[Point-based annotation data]
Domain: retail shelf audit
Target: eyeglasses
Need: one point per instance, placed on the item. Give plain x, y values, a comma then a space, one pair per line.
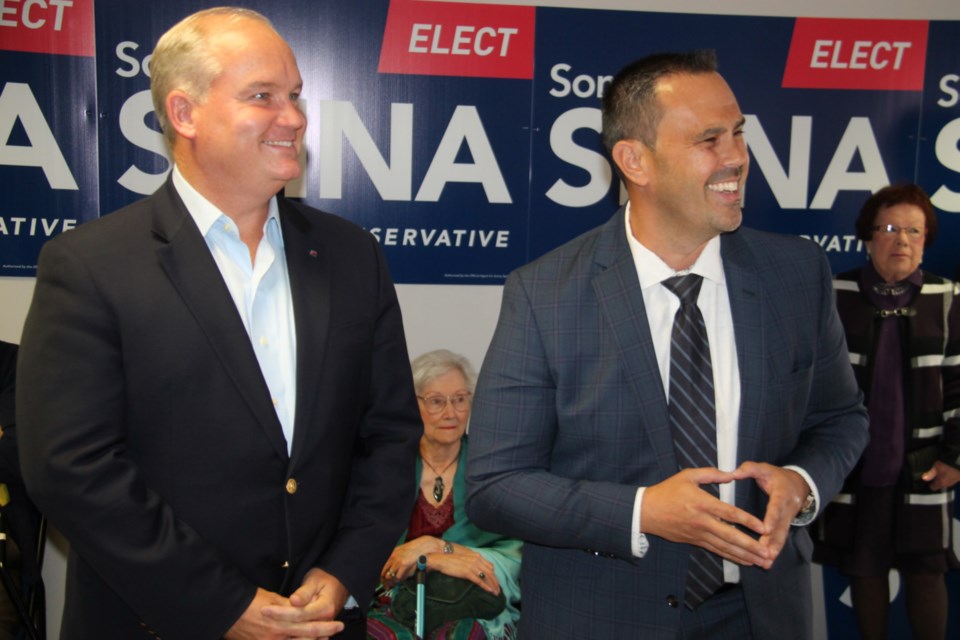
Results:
892, 230
435, 404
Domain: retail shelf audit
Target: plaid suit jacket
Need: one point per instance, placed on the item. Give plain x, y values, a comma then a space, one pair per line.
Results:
570, 418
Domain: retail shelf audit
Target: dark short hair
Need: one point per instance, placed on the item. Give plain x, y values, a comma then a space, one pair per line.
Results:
903, 193
629, 104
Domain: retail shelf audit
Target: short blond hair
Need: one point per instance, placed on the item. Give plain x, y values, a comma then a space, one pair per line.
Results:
184, 60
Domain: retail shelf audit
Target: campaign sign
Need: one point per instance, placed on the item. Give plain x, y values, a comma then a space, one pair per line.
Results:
48, 121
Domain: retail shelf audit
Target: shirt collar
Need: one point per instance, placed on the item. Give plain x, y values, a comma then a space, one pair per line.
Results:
651, 269
204, 213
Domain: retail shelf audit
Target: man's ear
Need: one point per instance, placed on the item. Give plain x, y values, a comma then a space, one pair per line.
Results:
633, 159
180, 113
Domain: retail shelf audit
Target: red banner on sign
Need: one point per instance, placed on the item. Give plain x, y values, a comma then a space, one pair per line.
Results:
449, 39
857, 54
63, 27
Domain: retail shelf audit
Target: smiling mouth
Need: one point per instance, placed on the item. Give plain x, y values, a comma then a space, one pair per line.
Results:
725, 187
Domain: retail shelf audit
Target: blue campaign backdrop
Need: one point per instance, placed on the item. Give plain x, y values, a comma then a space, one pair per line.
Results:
526, 172
463, 179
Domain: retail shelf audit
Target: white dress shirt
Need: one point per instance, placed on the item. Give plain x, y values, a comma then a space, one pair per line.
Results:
714, 303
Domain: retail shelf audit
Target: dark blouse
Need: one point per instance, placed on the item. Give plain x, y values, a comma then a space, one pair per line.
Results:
428, 520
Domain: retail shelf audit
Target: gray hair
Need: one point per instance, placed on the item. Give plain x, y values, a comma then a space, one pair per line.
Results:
433, 364
184, 60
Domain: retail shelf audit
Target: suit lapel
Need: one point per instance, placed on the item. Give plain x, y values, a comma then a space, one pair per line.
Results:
309, 270
744, 289
621, 306
187, 262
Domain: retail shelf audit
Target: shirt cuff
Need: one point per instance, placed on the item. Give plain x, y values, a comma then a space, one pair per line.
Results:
639, 545
804, 519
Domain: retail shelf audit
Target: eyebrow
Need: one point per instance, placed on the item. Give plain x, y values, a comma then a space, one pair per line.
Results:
715, 131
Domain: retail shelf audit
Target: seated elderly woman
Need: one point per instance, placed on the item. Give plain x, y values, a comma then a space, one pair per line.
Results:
483, 564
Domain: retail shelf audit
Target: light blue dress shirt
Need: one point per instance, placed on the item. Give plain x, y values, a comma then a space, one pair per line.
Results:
261, 292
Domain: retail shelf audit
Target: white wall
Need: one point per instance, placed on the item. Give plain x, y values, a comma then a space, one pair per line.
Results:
462, 317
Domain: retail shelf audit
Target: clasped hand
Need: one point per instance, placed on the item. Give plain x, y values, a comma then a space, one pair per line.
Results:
462, 563
679, 510
307, 614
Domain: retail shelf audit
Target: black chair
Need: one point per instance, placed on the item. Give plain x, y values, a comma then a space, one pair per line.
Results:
26, 593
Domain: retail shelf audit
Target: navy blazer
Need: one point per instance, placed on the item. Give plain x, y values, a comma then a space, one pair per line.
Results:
571, 417
149, 439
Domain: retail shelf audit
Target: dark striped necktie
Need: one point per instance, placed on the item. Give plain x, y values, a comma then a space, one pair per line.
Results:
693, 417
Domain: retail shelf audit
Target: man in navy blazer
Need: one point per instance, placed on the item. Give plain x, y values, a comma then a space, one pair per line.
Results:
571, 449
214, 392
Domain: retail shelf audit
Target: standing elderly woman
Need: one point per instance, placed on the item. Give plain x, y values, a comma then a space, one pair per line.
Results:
439, 528
903, 333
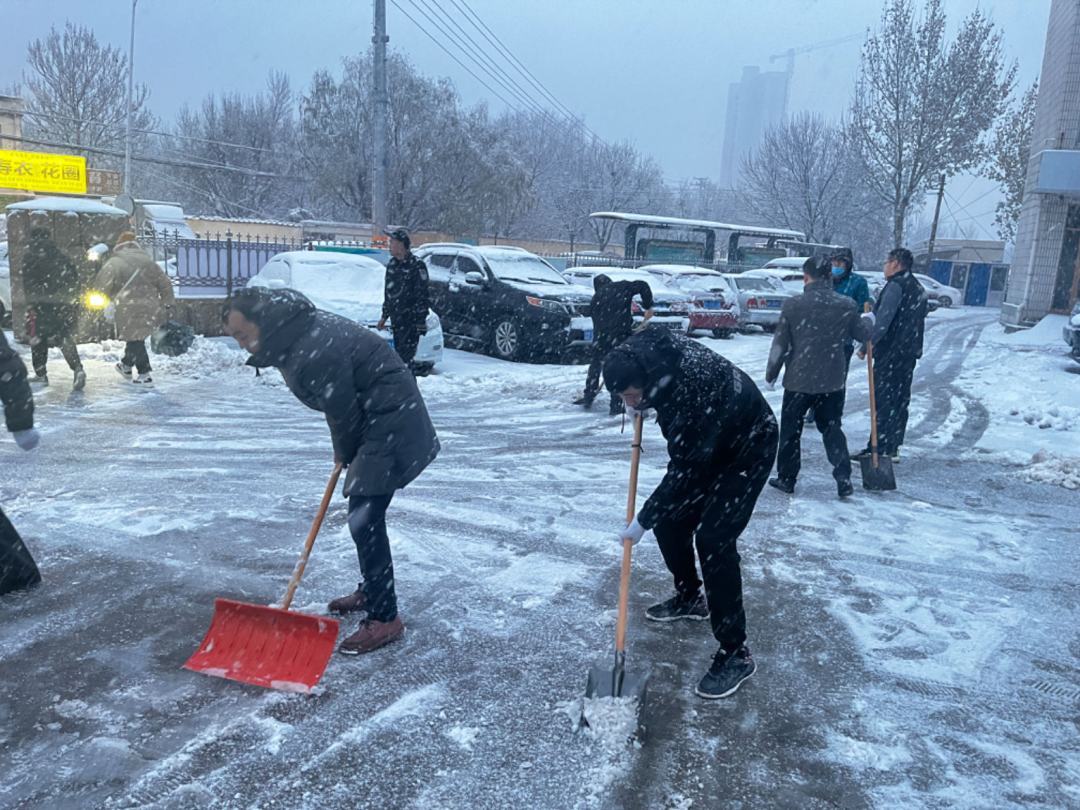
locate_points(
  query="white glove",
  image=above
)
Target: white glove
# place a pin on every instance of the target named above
(27, 439)
(633, 532)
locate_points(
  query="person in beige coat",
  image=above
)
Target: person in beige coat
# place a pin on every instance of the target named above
(142, 295)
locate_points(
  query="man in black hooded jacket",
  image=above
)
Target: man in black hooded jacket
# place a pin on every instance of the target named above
(611, 311)
(17, 569)
(721, 442)
(378, 422)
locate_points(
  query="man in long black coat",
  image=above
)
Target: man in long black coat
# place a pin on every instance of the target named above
(51, 285)
(611, 311)
(721, 441)
(406, 298)
(901, 311)
(17, 569)
(378, 422)
(812, 335)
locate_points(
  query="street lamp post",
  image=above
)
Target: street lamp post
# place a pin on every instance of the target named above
(131, 95)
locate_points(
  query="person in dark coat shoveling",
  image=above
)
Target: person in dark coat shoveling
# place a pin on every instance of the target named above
(721, 442)
(813, 333)
(611, 311)
(378, 422)
(17, 568)
(406, 299)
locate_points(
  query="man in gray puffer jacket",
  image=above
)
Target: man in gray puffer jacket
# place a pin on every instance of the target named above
(378, 422)
(813, 329)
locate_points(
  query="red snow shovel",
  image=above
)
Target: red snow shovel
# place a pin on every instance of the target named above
(877, 470)
(616, 682)
(270, 646)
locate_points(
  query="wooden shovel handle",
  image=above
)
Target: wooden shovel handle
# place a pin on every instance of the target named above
(301, 564)
(620, 633)
(869, 366)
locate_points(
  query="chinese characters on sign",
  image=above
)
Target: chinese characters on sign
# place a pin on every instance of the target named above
(41, 172)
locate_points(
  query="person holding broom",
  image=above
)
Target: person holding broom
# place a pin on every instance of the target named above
(17, 568)
(379, 427)
(721, 442)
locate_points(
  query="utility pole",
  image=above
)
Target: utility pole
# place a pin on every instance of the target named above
(131, 96)
(933, 228)
(381, 117)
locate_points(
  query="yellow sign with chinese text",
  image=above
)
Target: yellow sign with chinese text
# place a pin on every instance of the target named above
(41, 172)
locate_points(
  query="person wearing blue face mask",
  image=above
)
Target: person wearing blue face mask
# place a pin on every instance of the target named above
(846, 281)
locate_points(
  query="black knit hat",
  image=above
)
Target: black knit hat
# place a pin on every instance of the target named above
(622, 370)
(401, 234)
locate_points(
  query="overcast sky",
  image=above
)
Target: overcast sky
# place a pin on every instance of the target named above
(652, 71)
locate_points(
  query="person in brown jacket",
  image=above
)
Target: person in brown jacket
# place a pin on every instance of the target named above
(142, 294)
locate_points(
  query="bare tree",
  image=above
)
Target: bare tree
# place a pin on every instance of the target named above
(78, 93)
(254, 133)
(800, 177)
(1010, 152)
(922, 104)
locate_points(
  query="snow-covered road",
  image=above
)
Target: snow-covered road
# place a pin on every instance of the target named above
(917, 649)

* Description of the task *
Copy all of the entries verbatim, leaving out any pictures they contain.

* Finished answer *
Domain: retail shelf audit
Target: eyeglasses
Need: one point per instance, placed on the item. Give plain x, y values, a comma then a space, one pair per line.
Results:
892, 230
435, 404
Domain: retail shelf audit
Target: plaid suit jacket
Need: one point per instance, placed on the item. Give plain x, y values, a comma then a space, one pair per line.
Results:
570, 418
Domain: retail shelf audit
Target: dark short hair
Need: one point per instance, placed on the item. Give plain x, y values, a comma then a space, one pair per line.
Results:
903, 193
629, 104
Domain: retail shelf audit
Target: short blond hair
Need: one point per instance, placed on the item. Give plain x, y values, a comma then a space, one pair per line.
Results:
184, 60
Domain: retail shelf audit
Target: campaign sign
Need: one point per instance, placed on the item. Give plain x, y values, a comma then a space, one pair per line.
Results:
48, 121
Domain: retail shelf audit
Target: shirt collar
Need: one point per instance, placed on the item. Give plain x, y values, a comma then a space, one pair per line.
Results:
651, 269
204, 213
Domain: retail shelf audit
Target: man's ear
Need: one point per instance, placed on the item. Give plain x, y values, a comma then a space, one pair per line.
Results:
633, 159
180, 113
Domain: retail shelf audit
Target: red banner on sign
Need: one point per instance, placed on the item. Give plain x, y values, a comma then a space, one pair per line.
Results:
449, 39
857, 54
63, 27
Domain: retail shelf audit
Target: smiling mouth
Need: one point per instance, placed on the item. Give plain x, y values, a comma then a space, one pair per line.
Results:
725, 187
Domain: retail shelf audit
Target: blue campaign backdrop
Need: one point per instance, placed on the item. Give plain x, y values, a comma then a space, one pair per line.
Results:
526, 172
463, 179
Domain: retail shelf audit
Target: white dress shirt
Need: one point per instance, placed on the item. Give plain x, y values, a comma then a space, one pair per line.
Results:
714, 303
Domain: retail shelf audit
Target: dark blouse
Need: one point per instance, placed on the item. Give plain x, y values, a comma then a space, one pair per line.
Results:
428, 520
Domain: retail shelf audit
Target: gray hair
Need: one point per instance, placed on the item. Give plain x, y values, a comma then a space, one pair per line.
Results:
433, 364
184, 60
Domain: retail shelf audit
Target: suit lapel
Need: one point per instance, placed on the item. Give plain x, y values, a comma then a space, one pair per line.
Results:
309, 270
744, 289
621, 306
187, 262
Domain: retail shelf audit
Target: shirt cuff
Need: one point per instance, placed on the item. Give plain x, y values, a comma then a space, one pair per line.
Results:
639, 545
804, 519
Domain: retail shelf audit
Target: eyebrow
Need: one point per instance, placed on the item. Give plain x, y values, a comma then a space, one pair per line.
Results:
715, 131
Domain: retail shelf audit
Target: seated elderly woman
Need: one point per instance, placed on the item. Give plain x, y values, a comma then a space, one pair per line.
Results:
483, 564
Domain: retail shelf audit
Target: light blue dress shirt
Need: one point per instance, placed on the item. Give plain x, y values, a comma then a space, one pair per line.
Results:
261, 292
Domain: retail shelf audit
Target: white wall
Need: one point per instance, placed on the item. Give plain x, y values, a comma then a space, one pair per line.
Results:
462, 317
Domain: retail shelf audit
Target: clasped hand
Need: one point per instance, placed on the item. Give plain x, y values, a comma then a space, one pair per line.
Results:
462, 563
679, 510
307, 614
Domain: retail shelf audit
Target: black chair
Need: one point per instance, placed on the item. Give plain x, y values, a comma then a space, one pair per line.
Results:
26, 593
Domain: retail shelf audit
Target: navy blazer
Need: one point per instance, placed on the item. Give plain x, y values, a comma then a space, one pair per line.
Results:
571, 417
149, 439
Domain: retail shelf audit
Target: dark striped necktie
Need: one point per instance, placed on the item. Give plain x, y values, a comma then a space, one pair per line.
Results:
693, 417
Domain: retail shelf audit
Target: man in navy blazer
Need: one point per instance, placed on the item. Give plain x, y values, a comma then a space, one pair per line.
Results:
571, 449
214, 392
Domain: retail shelf audit
Target: standing elderly woman
Need: one point per instance, placed on the item. Give plain x, y values, a comma then a space, one pair per line.
Results:
439, 528
903, 333
locate_points(
  query="white glove",
  image=above
)
Target: white glove
# place a pin on every instance of the target named above
(27, 439)
(633, 532)
locate_points(
  query="person in beige coat",
  image=above
)
Target: person in beige coat
# place a pin on every instance of the target named above
(142, 295)
locate_points(
  query="man in black hooded jacket",
  image=above
)
Target: man in black hooded jacket
# place a pin on every instance of the target named above
(611, 311)
(17, 569)
(721, 442)
(378, 422)
locate_points(
  query="man in long black coat",
  image=above
)
Target: man in long black coat
# place a pin on every instance of the target named above
(51, 285)
(611, 311)
(721, 441)
(406, 298)
(901, 311)
(17, 569)
(378, 422)
(812, 335)
locate_points(
  query="street lamp post",
  image=above
)
Target: street lamp post
# place a pin on every instance of the target named above
(131, 95)
locate_points(
  query="person in dark coat shoveling",
  image=above
)
Target: person in dark coat shoveling
# place a pin on every instance of the target named above
(721, 442)
(813, 333)
(611, 311)
(378, 422)
(17, 568)
(406, 299)
locate_points(
  query="man in gray puffer jacket",
  image=above
)
Target: man in gray puffer jacket
# place a pin on every instance of the target named above
(378, 422)
(813, 329)
locate_points(
  query="red snow shovel",
  image=above
)
Target: red snow shovel
# place a pin on every instance of the target named above
(877, 470)
(616, 682)
(270, 646)
locate_points(
  query="wooden shovel handle",
  image=above
)
Target: wooden shovel handle
# place a pin on every instance of the target named above
(301, 564)
(620, 633)
(869, 366)
locate_points(
  query="chinese characters on sign",
  image=above
)
Target: chinese characters on sign
# place a pin on every instance of the target named above
(41, 172)
locate_points(
  query="person holding broom",
  image=above
)
Target: person holding broom
# place a pin on every instance of the target named above
(17, 568)
(379, 427)
(721, 442)
locate_points(
  query="utility pole",
  image=above
)
Target: utility pole
# place a pin on every instance of the target named above
(131, 96)
(933, 228)
(381, 117)
locate_points(
  query="yellow sign with chinese text",
  image=above
)
Target: yellow sign with chinese text
# place a pin on every instance of the target named above
(41, 172)
locate_points(
  query="person wearing blue face mask",
  image=above
)
Target: person wearing blue face mask
# place a pin on every instance of the target named above
(846, 281)
locate_points(
  query="black knit hat",
  image=above
)
Target: black knit hat
# place a pin on every instance of the target named above
(622, 370)
(401, 234)
locate_points(
  query="overcast sky",
  image=above
)
Target: overcast sky
# place a pin on every instance of the target named above
(652, 71)
locate_points(
  query="person in brown jacket",
  image=above
)
Target: person in brown jacket
# place a pin on every instance of the target named above
(142, 294)
locate_points(
  query="bare tree",
  image=above
)
Target: bare tree
# place a pin on every instance of the target named above
(78, 93)
(254, 133)
(800, 177)
(1010, 152)
(922, 104)
locate_points(
  query="snow-covered road",
  image=above
)
Target: snow-covered road
# place a pin on every instance of the target named above
(917, 649)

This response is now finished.